Documento:
——————
En todo caso, volviendo al virreinato que nos interesa en este trabajo, por más importante que haya sido la diputación novohispana en las Cortes extraordinarias que se reunieron en Cádiz entre 1810 y 1813 (cuyo número oscila, según el experto consultado, entre 17 y 21), creo que el hecho de que la Nueva España haya sido el territorio de toda la monarquía española que tuvo más firmantes del texto gaditano (20, de un total de 184) y el conocimiento de las aportaciones al debate que en ciertos temas hicieron representantes como el ya mencionado Ramos Arizpe o José Miguel Guridi y Alcocer, bastan para dar una idea de la importancia de dicha diputación.1 Estos aspectos, sin embargo, no forman parte de la “recepción” de la constitución gaditana en suelo novohispano, que, insisto, es el objeto de este trabajo. Como estipulé en el resumen que aparece al inicio de estas líneas, esta recepción estuvo determinada, más que cualquier otra cosa, por el estado de guerra en que se encontraba el virreinato a finales del otoño de 1812, que es cuando la Constitución fue jurada en tierras novohispanas. Por este motivo y considerando que algunos lectores no están familiarizados con la historia de la Nueva España de la etapa independentista, conviene dedicar unas líneas a bosquejar lo acontecido en el virreinato desde el 16 de septiembre de 1810 (apenas una semana antes, por cierto, de que en Cádiz se reúnan las Cortes) hasta diciembre de 1815, cuando Morelos fue fusilado.
——————
Objetivo planteado: En el texto sobre la recepción de la Constitución de Cádiz en la Nueva España, ¿por qué conviene repasar lo ocurrido en el virreinato entre el 16 de septiembre de 1810 y diciembre de 1815? Explícalo en una a tres oraciones.

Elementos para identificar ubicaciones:
——————
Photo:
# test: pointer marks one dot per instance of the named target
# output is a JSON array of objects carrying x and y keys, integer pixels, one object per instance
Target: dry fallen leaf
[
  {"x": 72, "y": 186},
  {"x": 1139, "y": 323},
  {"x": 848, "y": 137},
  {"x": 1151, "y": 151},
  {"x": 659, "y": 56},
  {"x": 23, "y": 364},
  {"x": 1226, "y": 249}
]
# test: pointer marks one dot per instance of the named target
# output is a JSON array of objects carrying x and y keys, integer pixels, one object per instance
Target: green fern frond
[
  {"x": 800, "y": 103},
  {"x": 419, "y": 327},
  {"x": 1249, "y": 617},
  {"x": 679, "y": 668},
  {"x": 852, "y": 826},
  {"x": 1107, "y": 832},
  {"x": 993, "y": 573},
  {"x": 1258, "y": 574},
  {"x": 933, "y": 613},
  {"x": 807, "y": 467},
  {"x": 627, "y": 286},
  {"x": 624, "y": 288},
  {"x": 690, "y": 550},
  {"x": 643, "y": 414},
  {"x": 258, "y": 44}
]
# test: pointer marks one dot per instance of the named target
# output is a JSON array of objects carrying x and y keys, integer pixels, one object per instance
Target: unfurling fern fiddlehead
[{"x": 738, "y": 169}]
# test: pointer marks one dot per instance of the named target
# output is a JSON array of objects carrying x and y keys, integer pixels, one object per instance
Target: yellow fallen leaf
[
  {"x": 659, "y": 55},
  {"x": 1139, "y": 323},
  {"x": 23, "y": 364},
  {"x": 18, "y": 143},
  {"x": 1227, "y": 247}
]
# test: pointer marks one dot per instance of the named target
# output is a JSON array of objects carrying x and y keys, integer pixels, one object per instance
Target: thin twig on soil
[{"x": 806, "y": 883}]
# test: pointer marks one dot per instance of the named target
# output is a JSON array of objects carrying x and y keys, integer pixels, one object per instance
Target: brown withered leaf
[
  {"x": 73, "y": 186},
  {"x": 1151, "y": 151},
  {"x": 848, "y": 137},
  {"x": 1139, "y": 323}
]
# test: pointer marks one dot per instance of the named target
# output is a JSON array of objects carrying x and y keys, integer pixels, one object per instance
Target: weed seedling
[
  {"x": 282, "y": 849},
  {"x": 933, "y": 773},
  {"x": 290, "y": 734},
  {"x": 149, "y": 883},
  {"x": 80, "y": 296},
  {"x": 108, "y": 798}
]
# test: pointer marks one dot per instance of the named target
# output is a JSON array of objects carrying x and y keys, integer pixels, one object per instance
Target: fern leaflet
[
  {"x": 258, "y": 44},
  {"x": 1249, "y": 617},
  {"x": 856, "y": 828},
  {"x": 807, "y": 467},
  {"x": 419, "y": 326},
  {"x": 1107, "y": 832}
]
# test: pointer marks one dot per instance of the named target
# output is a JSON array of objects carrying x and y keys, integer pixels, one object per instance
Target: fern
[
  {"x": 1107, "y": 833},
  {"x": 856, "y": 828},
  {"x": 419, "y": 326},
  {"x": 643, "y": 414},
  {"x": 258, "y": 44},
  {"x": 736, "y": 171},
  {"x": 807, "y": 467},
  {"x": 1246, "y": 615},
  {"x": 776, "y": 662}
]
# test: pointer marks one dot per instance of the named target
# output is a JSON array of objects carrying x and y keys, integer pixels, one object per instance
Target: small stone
——————
Respuesta al ejercicio: Conviene porque esa recepción estuvo determinada, más que por cualquier otra cosa, por el estado de guerra en que se encontraba el virreinato a finales del otoño de 1812, cuando se juró la Constitución. Además, algunos lectores no están familiarizados con la historia de la Nueva España durante la etapa independentista.